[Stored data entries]
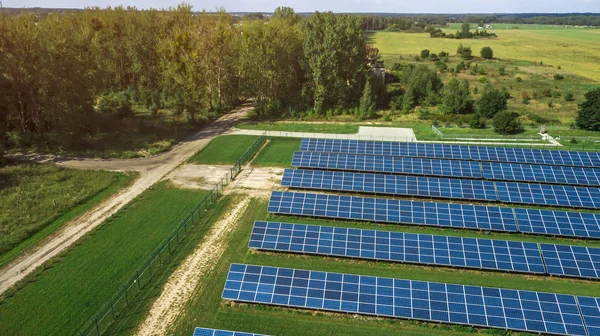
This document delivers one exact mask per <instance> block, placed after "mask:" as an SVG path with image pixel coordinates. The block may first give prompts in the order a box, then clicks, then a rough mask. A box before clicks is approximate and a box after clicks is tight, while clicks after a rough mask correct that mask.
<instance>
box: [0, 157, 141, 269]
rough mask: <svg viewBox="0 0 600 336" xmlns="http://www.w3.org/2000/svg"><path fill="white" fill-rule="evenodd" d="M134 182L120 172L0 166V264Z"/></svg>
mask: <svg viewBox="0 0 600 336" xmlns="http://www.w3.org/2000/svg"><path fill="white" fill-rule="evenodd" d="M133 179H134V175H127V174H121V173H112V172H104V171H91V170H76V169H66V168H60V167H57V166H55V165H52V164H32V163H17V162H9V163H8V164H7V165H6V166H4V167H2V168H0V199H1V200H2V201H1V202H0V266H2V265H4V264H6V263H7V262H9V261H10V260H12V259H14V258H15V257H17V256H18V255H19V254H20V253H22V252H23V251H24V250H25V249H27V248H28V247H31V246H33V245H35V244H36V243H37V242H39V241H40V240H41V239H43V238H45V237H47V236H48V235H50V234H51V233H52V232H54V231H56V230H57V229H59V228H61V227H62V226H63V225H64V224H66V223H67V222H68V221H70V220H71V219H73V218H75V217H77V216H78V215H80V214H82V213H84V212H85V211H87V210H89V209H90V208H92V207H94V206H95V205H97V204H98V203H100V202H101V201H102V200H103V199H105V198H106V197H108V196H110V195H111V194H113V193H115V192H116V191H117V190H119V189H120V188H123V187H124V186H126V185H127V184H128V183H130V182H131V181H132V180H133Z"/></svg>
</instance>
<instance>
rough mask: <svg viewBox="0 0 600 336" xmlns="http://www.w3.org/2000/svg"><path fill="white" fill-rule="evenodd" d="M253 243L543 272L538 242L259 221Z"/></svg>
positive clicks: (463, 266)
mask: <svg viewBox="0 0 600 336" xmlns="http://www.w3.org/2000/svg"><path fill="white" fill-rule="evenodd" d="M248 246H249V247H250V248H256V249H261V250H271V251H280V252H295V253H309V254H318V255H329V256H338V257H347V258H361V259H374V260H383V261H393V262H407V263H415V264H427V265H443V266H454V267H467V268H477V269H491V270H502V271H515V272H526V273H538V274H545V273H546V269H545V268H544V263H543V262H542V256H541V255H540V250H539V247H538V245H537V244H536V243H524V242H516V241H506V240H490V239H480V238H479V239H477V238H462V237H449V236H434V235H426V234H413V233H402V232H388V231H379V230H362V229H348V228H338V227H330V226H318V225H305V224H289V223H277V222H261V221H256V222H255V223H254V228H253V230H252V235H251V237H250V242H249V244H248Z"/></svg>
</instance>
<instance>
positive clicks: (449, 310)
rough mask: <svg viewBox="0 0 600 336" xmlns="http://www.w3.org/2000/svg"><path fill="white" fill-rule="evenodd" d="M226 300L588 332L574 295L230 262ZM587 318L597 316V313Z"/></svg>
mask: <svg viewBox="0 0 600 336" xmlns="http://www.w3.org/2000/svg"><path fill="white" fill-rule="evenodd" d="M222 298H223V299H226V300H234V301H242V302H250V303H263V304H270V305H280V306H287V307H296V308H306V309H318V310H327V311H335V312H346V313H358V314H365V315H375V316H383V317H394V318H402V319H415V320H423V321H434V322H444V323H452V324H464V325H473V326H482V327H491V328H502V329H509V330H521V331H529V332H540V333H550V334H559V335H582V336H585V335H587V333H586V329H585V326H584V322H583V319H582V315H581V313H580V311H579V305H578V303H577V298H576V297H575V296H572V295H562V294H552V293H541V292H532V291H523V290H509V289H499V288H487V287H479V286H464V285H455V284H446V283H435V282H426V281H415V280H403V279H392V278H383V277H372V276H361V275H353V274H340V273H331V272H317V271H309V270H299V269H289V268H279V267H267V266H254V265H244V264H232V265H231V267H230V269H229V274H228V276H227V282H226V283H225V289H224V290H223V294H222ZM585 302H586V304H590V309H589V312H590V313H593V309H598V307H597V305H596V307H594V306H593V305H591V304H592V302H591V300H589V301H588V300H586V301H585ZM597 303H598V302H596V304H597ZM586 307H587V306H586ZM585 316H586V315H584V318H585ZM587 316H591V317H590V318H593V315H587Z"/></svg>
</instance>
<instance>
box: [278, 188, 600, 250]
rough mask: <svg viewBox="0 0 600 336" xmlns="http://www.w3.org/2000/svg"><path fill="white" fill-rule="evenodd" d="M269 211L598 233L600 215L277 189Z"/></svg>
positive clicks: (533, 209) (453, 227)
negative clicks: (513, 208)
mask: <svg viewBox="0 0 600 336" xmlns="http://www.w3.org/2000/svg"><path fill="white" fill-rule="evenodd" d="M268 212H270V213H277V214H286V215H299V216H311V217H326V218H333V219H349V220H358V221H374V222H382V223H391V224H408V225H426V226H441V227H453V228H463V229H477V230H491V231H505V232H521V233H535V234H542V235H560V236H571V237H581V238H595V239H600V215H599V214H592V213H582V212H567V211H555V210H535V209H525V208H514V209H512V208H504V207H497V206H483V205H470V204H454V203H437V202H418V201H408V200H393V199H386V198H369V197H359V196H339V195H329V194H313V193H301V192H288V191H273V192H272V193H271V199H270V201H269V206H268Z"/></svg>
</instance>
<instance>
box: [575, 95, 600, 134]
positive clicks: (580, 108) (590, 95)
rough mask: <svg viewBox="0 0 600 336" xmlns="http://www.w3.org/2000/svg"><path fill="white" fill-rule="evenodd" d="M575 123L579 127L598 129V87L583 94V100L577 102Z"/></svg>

#### Your instructions
Reproduce the records word for word, please, from their first line up to and including the line that contains "box: [0, 157, 141, 269]", but no pictures.

#### Worked solution
This document delivers one exact mask per <instance> block, placed after "mask:" as an SVG path with image pixel coordinates. The block may first give prompts in the order a box, then clicks, then a rough mask. A box before clicks is approximate and a box after clicks is tight, while clicks after a rough mask correct that mask.
<instance>
box: [0, 157, 141, 269]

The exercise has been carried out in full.